Requirements |
Beginning with the line where "[mark] orange flame" appears, repeat every remaining line of the entries exactly, the last line included.

Records for processing |
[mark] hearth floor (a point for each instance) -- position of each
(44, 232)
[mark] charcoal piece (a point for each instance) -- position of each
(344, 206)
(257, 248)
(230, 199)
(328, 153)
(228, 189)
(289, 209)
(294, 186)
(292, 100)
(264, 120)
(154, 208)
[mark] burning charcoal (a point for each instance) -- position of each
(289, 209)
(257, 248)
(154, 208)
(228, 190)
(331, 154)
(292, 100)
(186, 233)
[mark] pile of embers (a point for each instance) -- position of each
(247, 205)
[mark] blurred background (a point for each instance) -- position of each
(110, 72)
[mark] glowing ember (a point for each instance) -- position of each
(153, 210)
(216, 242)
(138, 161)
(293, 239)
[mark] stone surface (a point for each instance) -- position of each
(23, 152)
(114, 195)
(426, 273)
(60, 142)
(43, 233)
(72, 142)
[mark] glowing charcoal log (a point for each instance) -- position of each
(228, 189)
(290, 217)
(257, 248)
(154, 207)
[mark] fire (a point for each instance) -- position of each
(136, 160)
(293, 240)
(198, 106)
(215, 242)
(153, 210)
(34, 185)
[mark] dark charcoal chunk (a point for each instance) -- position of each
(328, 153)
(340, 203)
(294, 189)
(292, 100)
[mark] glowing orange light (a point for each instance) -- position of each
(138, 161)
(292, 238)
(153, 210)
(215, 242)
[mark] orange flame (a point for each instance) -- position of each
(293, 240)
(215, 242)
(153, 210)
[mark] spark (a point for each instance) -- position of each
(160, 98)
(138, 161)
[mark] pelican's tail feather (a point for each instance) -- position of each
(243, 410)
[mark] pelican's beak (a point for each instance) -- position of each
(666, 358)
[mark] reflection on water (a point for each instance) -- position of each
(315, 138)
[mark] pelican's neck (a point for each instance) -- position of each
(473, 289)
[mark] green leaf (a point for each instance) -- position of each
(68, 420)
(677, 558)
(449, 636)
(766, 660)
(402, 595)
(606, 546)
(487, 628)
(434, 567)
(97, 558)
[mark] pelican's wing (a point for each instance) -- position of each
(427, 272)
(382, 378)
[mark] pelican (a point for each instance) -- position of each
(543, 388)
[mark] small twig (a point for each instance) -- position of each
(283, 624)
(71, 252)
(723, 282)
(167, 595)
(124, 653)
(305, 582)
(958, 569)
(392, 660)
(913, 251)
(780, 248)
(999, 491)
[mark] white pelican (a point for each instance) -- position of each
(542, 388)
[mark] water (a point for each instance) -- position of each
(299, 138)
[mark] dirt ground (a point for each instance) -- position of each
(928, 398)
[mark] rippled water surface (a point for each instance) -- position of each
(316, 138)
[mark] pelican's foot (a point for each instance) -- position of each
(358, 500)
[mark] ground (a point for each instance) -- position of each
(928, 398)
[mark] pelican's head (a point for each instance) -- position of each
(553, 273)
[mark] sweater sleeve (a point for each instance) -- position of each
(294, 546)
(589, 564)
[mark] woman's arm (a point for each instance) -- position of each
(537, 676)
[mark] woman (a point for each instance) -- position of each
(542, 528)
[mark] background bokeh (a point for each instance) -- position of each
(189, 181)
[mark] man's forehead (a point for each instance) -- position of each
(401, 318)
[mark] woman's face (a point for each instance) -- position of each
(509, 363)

Final result |
[mark] orange flame (a point for each instance) -- position of each
(293, 240)
(215, 242)
(153, 210)
[mark] spark (a point for each instance) -- position of each
(160, 98)
(138, 161)
[mark] pelican's tail feather (a point for each instance) -- position of each
(243, 410)
[mark] pelican's beak (a point for each instance) -- position of each
(666, 358)
[mark] reflection on water (a point for each instance) -- position of each
(315, 138)
[mark] pelican's neck (a point for each instance) -- position of each
(473, 289)
[mark] green leaf (a point for each instance) -- position of each
(68, 420)
(677, 558)
(449, 636)
(766, 660)
(402, 595)
(606, 546)
(487, 628)
(434, 567)
(97, 558)
[mark] pelican's wing (a point for each instance) -- position of each
(427, 272)
(382, 378)
[mark] pelican (a point for each instance) -- position of each
(543, 388)
[mark] small twig (a point for each instance) -- position of each
(283, 624)
(71, 252)
(723, 282)
(167, 595)
(124, 653)
(305, 582)
(958, 569)
(392, 660)
(913, 251)
(780, 248)
(999, 491)
[mark] white pelican (a point for each instance) -- position of each
(542, 388)
[mark] water (a point for each instance) -- position of each
(299, 138)
[mark] dirt ground (a point for each instance) -- position of each
(928, 398)
[mark] rippled water surface (a point for each instance) -- position of each
(316, 138)
[mark] pelican's foot (a point for each instance) -- position of each
(358, 500)
[mark] ground (a point for each instance) -- position of each
(928, 398)
[mark] pelican's head (a point for each instance) -- position of each
(553, 273)
[mark] sweater sleeve (a point for each instance) -- position of each
(294, 546)
(589, 564)
[mark] woman's arm (a point for each instance) -- position of each
(537, 676)
[mark] woman (a point for each instance) -- position of each
(542, 528)
[mark] background bokeh (a point for each instance) -- position of each
(189, 181)
[mark] man's forehead (a point for each instance) -- position of each
(401, 318)
[mark] woman's face (a point for each instance) -- position of each
(509, 363)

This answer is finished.